* TASK INSTRUCTIONS *
1. In the page on the mop tool, rewrite the paragraph beginning "Produces bedfile of genomic locations" as a short list that keeps its main facts.
2. For the page on the mop tool, decide whether each statement agrees with it: (a) the script has been tested on Windows; (b) using --POSITIONS_STRING requires indexed bam files; (c) the --single_sites option still takes effect when --pixy_mode is used. Answer yes or no for each and quote the deciding words.
3. Return, word for word, the stretch of the page on the mop tool from "-R POSITIONS_STRING, --positions_string" through "Format is chromosome:start-end.".

* EXTRACTED TEXT *
Simple tool for capturing alignment regions with sufficient quality for genotyping.
This script has only been tested on Unix systems.
Requires Python3 with libraries: argparse
, numpy
os
, re
, io
, subprocess
.
Requires fully installed version of samtools
with the depth
utility.
Assumes all input bam files in the required bamlist were aligned to the same reference genome.
Using indexed bams is encouraged and required for using --POSITIONS_STRING
pip install mop-bam
Run the following command to see usage options:
mop -h
which returns:
usage: mop [-h] [-c] [-s] [--pixy_mode] [-M MEAN_DEPTH_MIN] [-x MAX_DEPTH] [-i MIN_DEPTH] [-m DEPTH_PROPORTION] [-Q MAP_QUALITY] [-q BASE_QUALITY] -b [BAMLIST]
[-l POSITIONS_FILE] [-R POSITIONS_STRING]
Produces bedfile of genomic locations that did or did not map reads sufficiently well. Regions are written to standard out.
optional arguments:
-h, --help show this help message and exit
-c, --single_sites Output every base separately instead of joining contiguous regions (ignored with pixy_mode).
-s, --bad_sites Switch to return sites which fail thresholds. Default is to return passing sites (ignored with pixy_mode).
--pixy_mode Switch to produce output for pixy (reports every site and the number of individuals with passing quality thresholds).
-M MEAN_DEPTH_MIN, --mean_depth_min MEAN_DEPTH_MIN
Minimum mean depth across all individuals.
-x MAX_DEPTH, --max_depth MAX_DEPTH
Maximum number of bases allowed per individual after accounting for low base and mapping quality. This flag should always be used in conjunction with
-m (ignored with pixy_mode).
-i MIN_DEPTH, --min_depth MIN_DEPTH
Minimum number of bases required per individual after accounting for low base and mapping quality. This flag should always be used in conjunction with
-m.
-m DEPTH_PROPORTION, --depth_proportion DEPTH_PROPORTION
Minimum proportion of individuals with site counts greater than --min_depth that are required for site to pass. Test is applied after accounting for
low base and mapping quality.
-Q MAP_QUALITY, --map_quality MAP_QUALITY
Minimim mapping quality.
-q BASE_QUALITY, --base_quality BASE_QUALITY
Minimim base quality.
-b [BAMLIST], --bamlist [BAMLIST]
List of bam files. One per line.
-l POSITIONS_FILE, --positions_file POSITIONS_FILE
Optional file of reference position to pass to "samtools depth".
-R POSITIONS_STRING, --positions_string POSITIONS_STRING
Optional file of reference position to pass to "samtools depth". Requires input bam files to be indexed. Format is chromosome:start-end.

* INFORMATION GIVEN *
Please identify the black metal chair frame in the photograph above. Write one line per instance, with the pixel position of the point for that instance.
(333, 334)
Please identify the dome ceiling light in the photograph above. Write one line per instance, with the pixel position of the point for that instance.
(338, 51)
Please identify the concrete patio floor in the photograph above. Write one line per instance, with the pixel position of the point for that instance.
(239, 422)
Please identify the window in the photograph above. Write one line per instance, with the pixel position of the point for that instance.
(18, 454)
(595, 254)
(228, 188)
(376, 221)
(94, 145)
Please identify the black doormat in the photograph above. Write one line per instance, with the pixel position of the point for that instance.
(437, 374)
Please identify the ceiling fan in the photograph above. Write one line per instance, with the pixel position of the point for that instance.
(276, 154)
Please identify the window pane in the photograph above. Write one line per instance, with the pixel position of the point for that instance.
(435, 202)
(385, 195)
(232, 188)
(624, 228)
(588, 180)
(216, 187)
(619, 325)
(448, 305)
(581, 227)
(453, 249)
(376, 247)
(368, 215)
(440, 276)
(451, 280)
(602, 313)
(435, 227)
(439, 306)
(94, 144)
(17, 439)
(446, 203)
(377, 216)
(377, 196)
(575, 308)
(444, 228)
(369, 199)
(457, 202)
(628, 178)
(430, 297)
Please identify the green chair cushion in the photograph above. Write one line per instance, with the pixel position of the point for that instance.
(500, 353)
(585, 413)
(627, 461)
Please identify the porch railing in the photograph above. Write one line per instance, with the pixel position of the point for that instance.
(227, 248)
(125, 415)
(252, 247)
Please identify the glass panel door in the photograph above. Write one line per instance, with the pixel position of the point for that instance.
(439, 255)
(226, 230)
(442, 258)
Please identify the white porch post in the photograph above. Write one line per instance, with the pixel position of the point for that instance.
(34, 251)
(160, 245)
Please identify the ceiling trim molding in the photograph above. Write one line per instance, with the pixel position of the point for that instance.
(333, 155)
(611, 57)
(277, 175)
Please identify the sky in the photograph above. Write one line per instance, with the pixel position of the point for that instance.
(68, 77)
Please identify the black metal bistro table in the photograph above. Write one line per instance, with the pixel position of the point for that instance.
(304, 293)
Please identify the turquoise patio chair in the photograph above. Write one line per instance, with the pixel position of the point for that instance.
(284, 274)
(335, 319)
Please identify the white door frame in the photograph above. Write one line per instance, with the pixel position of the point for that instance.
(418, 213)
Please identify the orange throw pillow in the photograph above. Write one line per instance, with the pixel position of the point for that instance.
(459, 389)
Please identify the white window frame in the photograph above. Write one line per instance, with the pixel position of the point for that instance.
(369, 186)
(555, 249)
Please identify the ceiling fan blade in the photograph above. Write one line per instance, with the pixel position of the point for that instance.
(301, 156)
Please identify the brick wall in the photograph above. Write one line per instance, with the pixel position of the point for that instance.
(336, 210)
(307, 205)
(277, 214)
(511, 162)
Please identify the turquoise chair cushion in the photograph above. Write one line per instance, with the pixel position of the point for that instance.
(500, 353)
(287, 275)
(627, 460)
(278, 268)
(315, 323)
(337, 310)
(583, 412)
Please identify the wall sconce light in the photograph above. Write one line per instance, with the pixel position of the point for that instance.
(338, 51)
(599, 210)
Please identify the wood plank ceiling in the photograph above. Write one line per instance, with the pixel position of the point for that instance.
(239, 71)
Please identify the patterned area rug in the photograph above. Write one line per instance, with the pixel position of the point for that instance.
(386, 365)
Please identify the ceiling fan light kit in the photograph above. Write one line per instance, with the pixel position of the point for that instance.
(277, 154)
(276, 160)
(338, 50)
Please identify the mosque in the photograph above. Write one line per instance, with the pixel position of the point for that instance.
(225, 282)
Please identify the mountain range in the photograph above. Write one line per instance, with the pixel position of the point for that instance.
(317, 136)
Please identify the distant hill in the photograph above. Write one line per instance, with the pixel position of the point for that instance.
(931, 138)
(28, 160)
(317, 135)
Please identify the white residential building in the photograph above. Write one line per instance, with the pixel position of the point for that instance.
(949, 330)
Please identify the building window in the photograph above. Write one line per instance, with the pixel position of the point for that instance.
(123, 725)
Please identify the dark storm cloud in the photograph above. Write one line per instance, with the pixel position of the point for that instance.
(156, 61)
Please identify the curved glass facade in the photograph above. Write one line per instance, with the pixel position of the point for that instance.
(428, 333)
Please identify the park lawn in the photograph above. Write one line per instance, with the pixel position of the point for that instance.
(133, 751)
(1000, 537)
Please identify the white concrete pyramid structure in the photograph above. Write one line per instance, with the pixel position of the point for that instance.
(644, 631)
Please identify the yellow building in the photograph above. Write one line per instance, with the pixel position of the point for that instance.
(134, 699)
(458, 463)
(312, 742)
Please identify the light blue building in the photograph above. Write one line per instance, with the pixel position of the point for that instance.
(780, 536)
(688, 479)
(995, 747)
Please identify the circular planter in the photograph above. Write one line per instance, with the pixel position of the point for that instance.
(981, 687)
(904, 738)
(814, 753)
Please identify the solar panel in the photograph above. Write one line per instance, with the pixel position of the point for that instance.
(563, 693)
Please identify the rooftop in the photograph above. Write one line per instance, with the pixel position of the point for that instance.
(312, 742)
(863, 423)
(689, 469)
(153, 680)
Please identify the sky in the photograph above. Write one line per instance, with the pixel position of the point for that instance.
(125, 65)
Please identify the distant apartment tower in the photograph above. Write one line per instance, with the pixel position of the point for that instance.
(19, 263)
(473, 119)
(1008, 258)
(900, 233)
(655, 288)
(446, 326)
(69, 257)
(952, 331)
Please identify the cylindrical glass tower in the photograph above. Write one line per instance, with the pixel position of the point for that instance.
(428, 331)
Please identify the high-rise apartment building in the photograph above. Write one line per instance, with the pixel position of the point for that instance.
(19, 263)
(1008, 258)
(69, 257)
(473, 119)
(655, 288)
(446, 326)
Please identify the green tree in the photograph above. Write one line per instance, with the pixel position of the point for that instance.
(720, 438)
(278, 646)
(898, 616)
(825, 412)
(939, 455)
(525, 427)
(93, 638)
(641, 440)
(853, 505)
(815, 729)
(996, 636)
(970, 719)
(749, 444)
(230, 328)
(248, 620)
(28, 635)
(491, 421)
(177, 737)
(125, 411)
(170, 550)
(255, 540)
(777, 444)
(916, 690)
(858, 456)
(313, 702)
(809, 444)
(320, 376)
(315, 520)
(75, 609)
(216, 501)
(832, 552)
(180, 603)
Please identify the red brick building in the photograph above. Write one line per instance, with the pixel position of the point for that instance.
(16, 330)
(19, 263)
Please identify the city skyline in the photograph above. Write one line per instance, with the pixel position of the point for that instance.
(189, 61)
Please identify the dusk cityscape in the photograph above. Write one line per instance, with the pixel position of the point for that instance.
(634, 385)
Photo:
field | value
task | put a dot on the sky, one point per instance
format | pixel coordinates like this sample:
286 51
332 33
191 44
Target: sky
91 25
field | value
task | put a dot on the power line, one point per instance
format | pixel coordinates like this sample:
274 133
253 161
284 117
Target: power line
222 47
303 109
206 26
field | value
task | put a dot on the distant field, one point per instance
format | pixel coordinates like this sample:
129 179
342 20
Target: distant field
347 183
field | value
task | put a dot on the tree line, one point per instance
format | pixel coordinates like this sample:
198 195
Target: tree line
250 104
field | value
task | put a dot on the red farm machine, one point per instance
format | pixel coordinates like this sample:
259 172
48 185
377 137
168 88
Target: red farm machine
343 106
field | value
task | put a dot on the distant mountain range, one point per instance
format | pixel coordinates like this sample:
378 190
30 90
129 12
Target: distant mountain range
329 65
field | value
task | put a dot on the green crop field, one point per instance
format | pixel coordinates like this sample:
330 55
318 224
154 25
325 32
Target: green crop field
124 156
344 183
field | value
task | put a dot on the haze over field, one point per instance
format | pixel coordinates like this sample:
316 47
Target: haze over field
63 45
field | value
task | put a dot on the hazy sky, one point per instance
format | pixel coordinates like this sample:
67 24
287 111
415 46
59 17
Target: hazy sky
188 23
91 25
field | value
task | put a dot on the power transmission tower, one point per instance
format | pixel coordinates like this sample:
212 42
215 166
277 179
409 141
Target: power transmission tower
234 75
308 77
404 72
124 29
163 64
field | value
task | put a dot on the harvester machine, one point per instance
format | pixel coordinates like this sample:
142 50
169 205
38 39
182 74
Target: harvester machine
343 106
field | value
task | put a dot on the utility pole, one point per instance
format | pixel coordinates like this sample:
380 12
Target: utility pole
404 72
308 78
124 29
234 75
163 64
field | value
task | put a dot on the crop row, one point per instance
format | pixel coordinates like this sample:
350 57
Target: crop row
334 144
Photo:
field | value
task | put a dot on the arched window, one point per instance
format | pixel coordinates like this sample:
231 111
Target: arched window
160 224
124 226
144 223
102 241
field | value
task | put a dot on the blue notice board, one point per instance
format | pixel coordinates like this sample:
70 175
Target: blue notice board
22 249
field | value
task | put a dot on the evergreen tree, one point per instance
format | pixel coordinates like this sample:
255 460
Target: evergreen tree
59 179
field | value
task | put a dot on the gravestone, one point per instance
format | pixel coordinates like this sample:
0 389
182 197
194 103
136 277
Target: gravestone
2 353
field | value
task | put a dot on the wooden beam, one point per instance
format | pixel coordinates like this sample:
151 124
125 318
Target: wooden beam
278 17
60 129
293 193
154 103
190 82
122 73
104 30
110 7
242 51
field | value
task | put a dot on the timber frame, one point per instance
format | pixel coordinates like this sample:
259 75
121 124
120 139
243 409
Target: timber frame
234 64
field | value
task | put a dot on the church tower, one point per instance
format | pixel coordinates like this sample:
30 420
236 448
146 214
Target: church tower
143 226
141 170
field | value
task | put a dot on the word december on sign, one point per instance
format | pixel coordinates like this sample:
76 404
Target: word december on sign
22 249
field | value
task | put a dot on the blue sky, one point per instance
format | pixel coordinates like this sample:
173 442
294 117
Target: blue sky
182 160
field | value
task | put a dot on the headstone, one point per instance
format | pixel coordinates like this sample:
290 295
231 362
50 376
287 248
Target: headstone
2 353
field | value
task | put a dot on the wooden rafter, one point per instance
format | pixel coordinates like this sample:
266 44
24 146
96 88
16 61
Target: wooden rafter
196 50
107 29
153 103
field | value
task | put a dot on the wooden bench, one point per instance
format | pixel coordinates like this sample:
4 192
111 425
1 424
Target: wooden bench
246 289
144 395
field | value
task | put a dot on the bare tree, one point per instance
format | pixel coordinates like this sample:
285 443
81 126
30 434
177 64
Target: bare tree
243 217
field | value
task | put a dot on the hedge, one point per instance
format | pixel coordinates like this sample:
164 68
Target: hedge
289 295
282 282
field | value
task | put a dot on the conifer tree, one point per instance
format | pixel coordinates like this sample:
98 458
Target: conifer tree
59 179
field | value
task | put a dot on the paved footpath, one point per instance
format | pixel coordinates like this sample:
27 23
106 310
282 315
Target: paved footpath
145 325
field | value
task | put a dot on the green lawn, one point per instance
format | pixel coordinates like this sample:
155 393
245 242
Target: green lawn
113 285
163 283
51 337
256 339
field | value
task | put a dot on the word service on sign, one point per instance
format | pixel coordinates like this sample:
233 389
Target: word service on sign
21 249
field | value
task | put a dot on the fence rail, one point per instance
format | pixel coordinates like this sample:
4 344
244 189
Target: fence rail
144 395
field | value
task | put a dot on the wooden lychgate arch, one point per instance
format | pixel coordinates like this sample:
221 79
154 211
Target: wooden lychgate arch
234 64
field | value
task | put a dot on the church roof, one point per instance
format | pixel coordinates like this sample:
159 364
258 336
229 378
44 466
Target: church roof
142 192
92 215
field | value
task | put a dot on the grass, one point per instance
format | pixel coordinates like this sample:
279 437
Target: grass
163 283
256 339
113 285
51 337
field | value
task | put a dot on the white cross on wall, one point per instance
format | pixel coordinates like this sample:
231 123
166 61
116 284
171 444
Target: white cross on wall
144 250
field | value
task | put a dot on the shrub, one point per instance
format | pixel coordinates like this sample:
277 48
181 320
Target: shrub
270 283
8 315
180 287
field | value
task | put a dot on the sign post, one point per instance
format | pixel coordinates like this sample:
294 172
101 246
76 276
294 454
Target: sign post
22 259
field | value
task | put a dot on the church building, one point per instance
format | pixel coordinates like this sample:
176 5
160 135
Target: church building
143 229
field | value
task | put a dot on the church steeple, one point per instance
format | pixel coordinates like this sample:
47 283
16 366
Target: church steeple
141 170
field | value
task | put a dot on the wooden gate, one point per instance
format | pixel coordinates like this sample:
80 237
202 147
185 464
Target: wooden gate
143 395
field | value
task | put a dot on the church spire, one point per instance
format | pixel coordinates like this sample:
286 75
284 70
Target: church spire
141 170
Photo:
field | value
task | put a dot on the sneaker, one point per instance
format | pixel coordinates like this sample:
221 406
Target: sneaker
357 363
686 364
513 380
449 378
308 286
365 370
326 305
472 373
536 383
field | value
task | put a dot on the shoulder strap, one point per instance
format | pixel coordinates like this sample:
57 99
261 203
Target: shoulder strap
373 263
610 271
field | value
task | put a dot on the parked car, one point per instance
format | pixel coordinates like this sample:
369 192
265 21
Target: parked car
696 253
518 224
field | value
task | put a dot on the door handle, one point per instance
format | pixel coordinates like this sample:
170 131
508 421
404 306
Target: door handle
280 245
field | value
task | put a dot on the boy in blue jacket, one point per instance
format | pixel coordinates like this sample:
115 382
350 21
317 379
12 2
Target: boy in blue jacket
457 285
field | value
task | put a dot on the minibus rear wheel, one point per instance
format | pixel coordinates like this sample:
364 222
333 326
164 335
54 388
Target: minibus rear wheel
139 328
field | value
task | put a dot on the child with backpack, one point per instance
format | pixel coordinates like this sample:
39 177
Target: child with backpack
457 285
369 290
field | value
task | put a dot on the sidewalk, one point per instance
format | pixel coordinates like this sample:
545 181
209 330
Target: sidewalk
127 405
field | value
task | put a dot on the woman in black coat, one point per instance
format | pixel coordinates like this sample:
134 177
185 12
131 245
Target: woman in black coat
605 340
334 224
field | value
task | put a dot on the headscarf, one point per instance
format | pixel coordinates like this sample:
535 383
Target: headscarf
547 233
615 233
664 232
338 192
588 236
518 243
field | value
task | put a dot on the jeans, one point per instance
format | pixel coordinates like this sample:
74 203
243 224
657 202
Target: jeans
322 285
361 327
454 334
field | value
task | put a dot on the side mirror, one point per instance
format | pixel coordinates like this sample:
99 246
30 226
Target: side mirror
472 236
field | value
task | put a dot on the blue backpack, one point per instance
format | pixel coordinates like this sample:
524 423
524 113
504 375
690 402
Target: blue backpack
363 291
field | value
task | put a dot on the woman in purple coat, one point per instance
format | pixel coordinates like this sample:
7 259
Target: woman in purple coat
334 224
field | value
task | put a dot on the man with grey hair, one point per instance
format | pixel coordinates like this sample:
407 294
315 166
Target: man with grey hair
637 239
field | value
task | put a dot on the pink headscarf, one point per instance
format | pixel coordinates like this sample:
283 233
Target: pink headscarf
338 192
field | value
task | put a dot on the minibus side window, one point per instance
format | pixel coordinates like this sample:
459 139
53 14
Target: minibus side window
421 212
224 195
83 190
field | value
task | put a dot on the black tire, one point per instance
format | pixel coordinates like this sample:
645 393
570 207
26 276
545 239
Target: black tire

* RESPONSES IN ORDER *
1.
- It outputs a bedfile of genomic locations that did or did not map reads sufficiently well.
- It writes the regions to standard out.

2.
(a) No: "This script has only been tested on Unix systems."
(b) Yes: "Using indexed bams is encouraged and required for using --POSITIONS_STRING"
(c) No: "Output every base separately instead of joining contiguous regions (ignored with pixy_mode)."

3.
-R POSITIONS_STRING, --positions_string POSITIONS_STRING
Optional file of reference position to pass to "samtools depth". Requires input bam files to be indexed. Format is chromosome:start-end.